# YOUR OBJECTIVE
Count the lines in the records below that contain the string "crest", with case counting, and give only the number.

# DATASET RECORDS
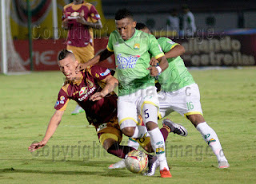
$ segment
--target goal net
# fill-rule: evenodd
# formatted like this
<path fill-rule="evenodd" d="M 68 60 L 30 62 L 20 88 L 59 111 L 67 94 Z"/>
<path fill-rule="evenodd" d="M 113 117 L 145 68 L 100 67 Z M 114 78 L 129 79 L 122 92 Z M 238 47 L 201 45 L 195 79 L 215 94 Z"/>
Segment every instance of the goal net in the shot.
<path fill-rule="evenodd" d="M 24 61 L 16 52 L 10 28 L 10 2 L 1 1 L 1 72 L 8 75 L 26 73 L 28 71 L 22 65 Z"/>

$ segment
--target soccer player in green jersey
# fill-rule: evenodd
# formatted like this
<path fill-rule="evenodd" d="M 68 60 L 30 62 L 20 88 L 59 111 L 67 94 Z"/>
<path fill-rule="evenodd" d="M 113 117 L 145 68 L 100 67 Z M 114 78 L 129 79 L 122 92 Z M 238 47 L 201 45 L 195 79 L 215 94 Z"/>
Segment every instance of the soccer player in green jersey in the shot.
<path fill-rule="evenodd" d="M 115 14 L 117 30 L 111 33 L 107 47 L 80 69 L 106 59 L 114 53 L 118 73 L 118 117 L 120 128 L 130 138 L 141 138 L 149 134 L 150 142 L 160 162 L 162 178 L 171 174 L 166 162 L 165 143 L 158 127 L 158 100 L 154 77 L 168 67 L 168 62 L 156 38 L 136 30 L 136 22 L 126 9 Z M 150 56 L 159 61 L 159 66 L 150 65 Z M 141 114 L 144 126 L 138 125 Z"/>
<path fill-rule="evenodd" d="M 138 23 L 136 29 L 150 33 L 142 23 Z M 180 57 L 185 52 L 184 47 L 166 37 L 160 37 L 158 41 L 169 62 L 168 69 L 158 77 L 162 88 L 158 93 L 161 116 L 165 117 L 175 111 L 190 119 L 215 154 L 218 167 L 229 167 L 217 134 L 202 116 L 198 86 Z M 153 60 L 150 63 L 158 62 L 154 58 Z"/>

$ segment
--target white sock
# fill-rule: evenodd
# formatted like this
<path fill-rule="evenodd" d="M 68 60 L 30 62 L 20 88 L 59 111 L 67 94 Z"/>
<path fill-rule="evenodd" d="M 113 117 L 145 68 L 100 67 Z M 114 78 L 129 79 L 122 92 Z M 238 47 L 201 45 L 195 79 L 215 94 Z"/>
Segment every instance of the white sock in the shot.
<path fill-rule="evenodd" d="M 137 127 L 135 127 L 134 134 L 131 138 L 142 138 L 146 133 L 147 130 L 145 126 L 137 125 Z"/>
<path fill-rule="evenodd" d="M 227 162 L 221 143 L 214 129 L 212 129 L 206 122 L 203 122 L 197 126 L 197 130 L 200 131 L 203 139 L 208 143 L 215 154 L 218 162 Z"/>
<path fill-rule="evenodd" d="M 137 141 L 133 140 L 130 138 L 129 138 L 128 143 L 127 143 L 127 146 L 128 147 L 134 147 L 134 149 L 137 150 L 138 146 L 139 146 L 139 143 Z"/>
<path fill-rule="evenodd" d="M 160 170 L 166 168 L 169 170 L 166 157 L 166 146 L 163 139 L 163 136 L 158 127 L 148 131 L 150 135 L 151 145 L 154 152 L 160 162 Z"/>

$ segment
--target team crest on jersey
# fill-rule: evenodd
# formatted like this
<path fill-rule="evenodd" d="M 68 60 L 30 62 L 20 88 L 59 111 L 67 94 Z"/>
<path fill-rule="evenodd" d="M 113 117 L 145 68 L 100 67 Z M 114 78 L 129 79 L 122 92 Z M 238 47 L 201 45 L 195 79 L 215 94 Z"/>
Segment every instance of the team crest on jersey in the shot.
<path fill-rule="evenodd" d="M 101 72 L 99 75 L 101 75 L 101 76 L 104 76 L 109 74 L 110 72 L 110 70 L 106 69 L 104 72 Z"/>
<path fill-rule="evenodd" d="M 73 12 L 71 14 L 70 14 L 71 17 L 78 17 L 79 16 L 79 13 L 78 12 Z"/>
<path fill-rule="evenodd" d="M 90 81 L 90 80 L 86 79 L 86 83 L 87 83 L 87 84 L 88 84 L 90 88 L 93 88 L 94 83 L 92 81 Z"/>
<path fill-rule="evenodd" d="M 79 96 L 82 96 L 83 94 L 86 94 L 88 91 L 88 87 L 82 87 L 79 92 Z"/>
<path fill-rule="evenodd" d="M 134 44 L 134 49 L 138 50 L 139 49 L 139 44 Z"/>

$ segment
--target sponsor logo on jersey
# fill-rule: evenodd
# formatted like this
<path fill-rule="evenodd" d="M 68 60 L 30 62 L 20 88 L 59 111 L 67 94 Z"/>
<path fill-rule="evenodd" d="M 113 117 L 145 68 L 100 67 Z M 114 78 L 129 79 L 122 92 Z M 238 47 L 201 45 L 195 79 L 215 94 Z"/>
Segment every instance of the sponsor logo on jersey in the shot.
<path fill-rule="evenodd" d="M 64 101 L 64 100 L 65 100 L 64 96 L 62 96 L 59 99 L 60 99 L 62 101 Z"/>
<path fill-rule="evenodd" d="M 79 13 L 74 11 L 74 12 L 73 12 L 73 13 L 70 14 L 70 16 L 71 16 L 71 17 L 78 17 L 78 16 L 79 16 Z"/>
<path fill-rule="evenodd" d="M 155 149 L 155 153 L 157 155 L 162 154 L 164 152 L 165 152 L 165 147 L 158 147 L 158 148 Z"/>
<path fill-rule="evenodd" d="M 110 72 L 110 70 L 106 69 L 104 72 L 101 72 L 99 75 L 101 75 L 101 76 L 104 76 L 109 74 Z"/>
<path fill-rule="evenodd" d="M 138 50 L 139 49 L 139 44 L 134 44 L 134 49 Z"/>
<path fill-rule="evenodd" d="M 81 89 L 80 89 L 80 92 L 79 92 L 79 96 L 82 96 L 83 94 L 86 94 L 88 91 L 88 87 L 82 87 Z"/>
<path fill-rule="evenodd" d="M 87 88 L 87 87 L 86 87 Z M 90 94 L 92 94 L 94 90 L 96 89 L 95 86 L 94 86 L 94 88 L 92 88 L 91 89 L 90 89 L 90 91 L 84 95 L 84 96 L 82 96 L 82 98 L 78 98 L 79 101 L 82 101 L 83 100 L 86 99 L 88 96 L 90 96 Z M 81 91 L 80 91 L 81 92 Z M 87 92 L 87 90 L 86 90 Z M 85 92 L 86 93 L 86 92 Z"/>
<path fill-rule="evenodd" d="M 158 47 L 159 47 L 159 50 L 160 50 L 161 52 L 162 52 L 162 49 L 160 45 L 158 45 Z"/>
<path fill-rule="evenodd" d="M 89 79 L 86 79 L 86 83 L 87 83 L 90 88 L 94 87 L 94 83 L 92 81 L 90 81 Z"/>
<path fill-rule="evenodd" d="M 59 101 L 57 100 L 54 107 L 57 107 L 58 104 L 59 104 Z"/>
<path fill-rule="evenodd" d="M 208 145 L 210 144 L 211 143 L 214 143 L 214 142 L 216 142 L 216 140 L 214 139 L 210 139 L 209 141 L 208 141 Z"/>
<path fill-rule="evenodd" d="M 119 69 L 134 69 L 140 56 L 122 57 L 119 53 L 117 57 Z"/>
<path fill-rule="evenodd" d="M 170 43 L 170 45 L 175 44 L 175 42 L 174 42 L 174 41 L 167 41 L 167 42 Z"/>

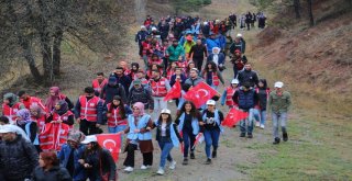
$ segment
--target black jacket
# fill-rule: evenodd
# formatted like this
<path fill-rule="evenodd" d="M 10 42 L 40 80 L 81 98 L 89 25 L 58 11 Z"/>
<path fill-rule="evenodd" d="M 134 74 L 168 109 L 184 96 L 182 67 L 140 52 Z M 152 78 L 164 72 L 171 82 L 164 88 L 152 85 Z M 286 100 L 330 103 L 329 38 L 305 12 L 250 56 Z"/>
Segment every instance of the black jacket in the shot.
<path fill-rule="evenodd" d="M 16 135 L 12 142 L 0 143 L 0 172 L 4 180 L 24 180 L 31 178 L 33 169 L 38 165 L 35 147 Z"/>
<path fill-rule="evenodd" d="M 32 174 L 32 181 L 72 181 L 68 171 L 65 168 L 54 166 L 48 171 L 42 167 L 36 167 Z"/>

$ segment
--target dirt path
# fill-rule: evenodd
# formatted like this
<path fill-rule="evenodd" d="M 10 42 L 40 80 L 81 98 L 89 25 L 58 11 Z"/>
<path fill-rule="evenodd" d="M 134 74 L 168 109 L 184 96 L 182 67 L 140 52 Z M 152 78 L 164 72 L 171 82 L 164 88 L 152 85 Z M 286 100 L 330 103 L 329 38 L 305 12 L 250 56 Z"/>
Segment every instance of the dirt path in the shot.
<path fill-rule="evenodd" d="M 237 7 L 237 4 L 243 4 L 243 1 L 238 0 L 228 0 L 227 2 L 216 0 L 210 7 L 207 7 L 204 10 L 200 10 L 200 14 L 208 13 L 210 10 L 224 8 L 228 4 L 232 4 Z M 248 8 L 248 7 L 246 7 Z M 217 11 L 218 11 L 217 10 Z M 215 16 L 224 18 L 226 14 L 230 12 L 239 11 L 237 7 L 235 10 L 224 9 L 219 13 L 215 13 Z M 246 10 L 240 11 L 241 13 Z M 138 31 L 138 26 L 132 27 L 134 32 Z M 239 33 L 232 32 L 232 36 Z M 251 44 L 251 36 L 254 36 L 257 31 L 241 32 L 245 34 L 245 38 L 250 39 L 248 44 Z M 128 60 L 139 60 L 139 56 L 136 54 L 138 46 L 133 41 L 133 35 L 131 35 L 131 46 L 128 48 L 127 55 Z M 141 60 L 139 60 L 142 63 Z M 231 67 L 229 60 L 227 60 L 227 67 Z M 233 72 L 231 68 L 224 70 L 223 76 L 227 82 L 230 82 L 232 79 Z M 220 88 L 219 92 L 222 93 L 223 87 Z M 175 103 L 168 103 L 168 108 L 175 113 L 176 108 Z M 218 105 L 218 108 L 224 113 L 228 113 L 228 108 Z M 267 124 L 270 125 L 270 124 Z M 179 148 L 174 148 L 172 151 L 172 156 L 177 161 L 177 166 L 175 170 L 166 169 L 166 173 L 163 177 L 156 176 L 156 171 L 158 168 L 161 150 L 157 146 L 157 143 L 154 142 L 154 163 L 150 170 L 143 171 L 140 169 L 142 165 L 141 154 L 136 151 L 136 163 L 135 170 L 132 173 L 123 172 L 122 162 L 125 158 L 125 154 L 122 154 L 120 157 L 120 161 L 118 163 L 120 180 L 182 180 L 182 181 L 191 181 L 191 180 L 202 180 L 202 181 L 212 181 L 212 180 L 250 180 L 249 172 L 246 168 L 251 167 L 251 165 L 255 165 L 258 162 L 258 152 L 256 151 L 256 147 L 262 144 L 271 143 L 271 129 L 267 127 L 266 129 L 255 129 L 254 138 L 240 138 L 239 128 L 226 128 L 224 133 L 220 136 L 220 147 L 219 147 L 219 156 L 213 159 L 212 165 L 207 166 L 204 165 L 206 160 L 205 154 L 205 144 L 198 146 L 196 148 L 196 159 L 190 160 L 188 166 L 183 166 L 182 160 L 183 156 Z M 168 166 L 166 167 L 168 168 Z"/>

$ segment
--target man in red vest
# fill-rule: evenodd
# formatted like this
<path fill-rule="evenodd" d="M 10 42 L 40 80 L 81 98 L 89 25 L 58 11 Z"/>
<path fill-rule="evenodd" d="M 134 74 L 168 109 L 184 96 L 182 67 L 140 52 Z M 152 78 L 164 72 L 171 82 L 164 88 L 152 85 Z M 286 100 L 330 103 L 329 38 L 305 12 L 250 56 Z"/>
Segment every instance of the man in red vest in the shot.
<path fill-rule="evenodd" d="M 103 100 L 95 95 L 91 87 L 85 88 L 85 94 L 78 98 L 75 106 L 75 117 L 79 123 L 79 131 L 85 135 L 101 133 Z"/>
<path fill-rule="evenodd" d="M 167 94 L 167 91 L 170 90 L 170 86 L 166 78 L 161 77 L 160 70 L 153 69 L 152 72 L 153 78 L 150 80 L 150 84 L 154 100 L 153 118 L 156 118 L 163 109 L 167 109 L 167 102 L 164 101 L 164 98 Z"/>
<path fill-rule="evenodd" d="M 19 91 L 18 95 L 25 109 L 30 110 L 32 105 L 38 105 L 43 111 L 46 111 L 46 108 L 40 98 L 31 97 L 24 90 Z"/>
<path fill-rule="evenodd" d="M 96 95 L 99 95 L 102 88 L 108 83 L 108 79 L 103 77 L 103 72 L 98 72 L 97 78 L 91 81 L 91 86 L 96 91 Z"/>

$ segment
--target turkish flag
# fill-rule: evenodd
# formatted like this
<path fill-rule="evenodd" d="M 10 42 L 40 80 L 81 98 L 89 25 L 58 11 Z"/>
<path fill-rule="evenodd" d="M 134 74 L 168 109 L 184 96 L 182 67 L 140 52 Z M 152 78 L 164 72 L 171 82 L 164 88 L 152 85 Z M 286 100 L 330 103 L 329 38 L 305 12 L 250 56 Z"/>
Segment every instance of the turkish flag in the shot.
<path fill-rule="evenodd" d="M 117 162 L 119 159 L 119 151 L 121 148 L 120 134 L 99 134 L 97 135 L 98 144 L 111 152 L 113 160 Z"/>
<path fill-rule="evenodd" d="M 167 92 L 167 94 L 164 98 L 164 101 L 172 100 L 174 98 L 179 98 L 180 97 L 180 83 L 179 80 L 177 79 L 173 88 Z"/>
<path fill-rule="evenodd" d="M 244 112 L 239 109 L 231 109 L 221 124 L 223 126 L 233 127 L 233 125 L 235 125 L 239 121 L 244 120 L 248 116 L 248 112 Z"/>
<path fill-rule="evenodd" d="M 197 108 L 200 108 L 218 92 L 205 82 L 200 82 L 184 95 L 185 100 L 191 101 Z"/>

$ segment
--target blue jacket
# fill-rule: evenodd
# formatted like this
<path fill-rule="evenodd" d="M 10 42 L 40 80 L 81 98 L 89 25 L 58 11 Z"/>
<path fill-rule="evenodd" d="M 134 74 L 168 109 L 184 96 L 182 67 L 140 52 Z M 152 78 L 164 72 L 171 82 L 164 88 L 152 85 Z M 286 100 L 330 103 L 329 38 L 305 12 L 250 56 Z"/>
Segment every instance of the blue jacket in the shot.
<path fill-rule="evenodd" d="M 128 117 L 128 123 L 130 127 L 130 132 L 128 133 L 128 138 L 131 140 L 150 140 L 152 139 L 152 133 L 151 132 L 145 132 L 145 133 L 134 133 L 134 129 L 141 129 L 141 128 L 146 128 L 147 123 L 151 120 L 151 116 L 147 114 L 144 114 L 140 121 L 139 124 L 135 126 L 134 124 L 134 116 L 133 114 L 130 114 Z"/>
<path fill-rule="evenodd" d="M 178 124 L 178 131 L 183 131 L 184 128 L 184 123 L 185 123 L 185 113 L 183 113 L 179 117 L 179 124 Z M 198 135 L 199 133 L 199 123 L 196 117 L 193 117 L 191 120 L 191 128 L 194 129 L 193 134 Z"/>
<path fill-rule="evenodd" d="M 79 145 L 77 149 L 74 150 L 74 181 L 80 181 L 86 179 L 86 169 L 78 162 L 78 160 L 82 157 L 86 146 Z M 67 144 L 63 145 L 62 150 L 58 152 L 57 157 L 59 159 L 59 165 L 64 168 L 67 167 L 69 154 L 72 151 L 72 147 Z"/>

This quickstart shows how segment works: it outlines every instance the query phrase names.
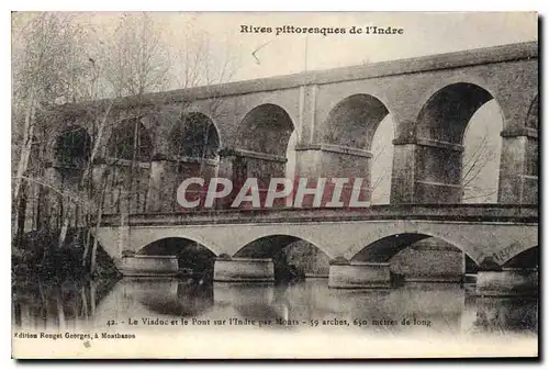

# EXPECTED OUTPUT
2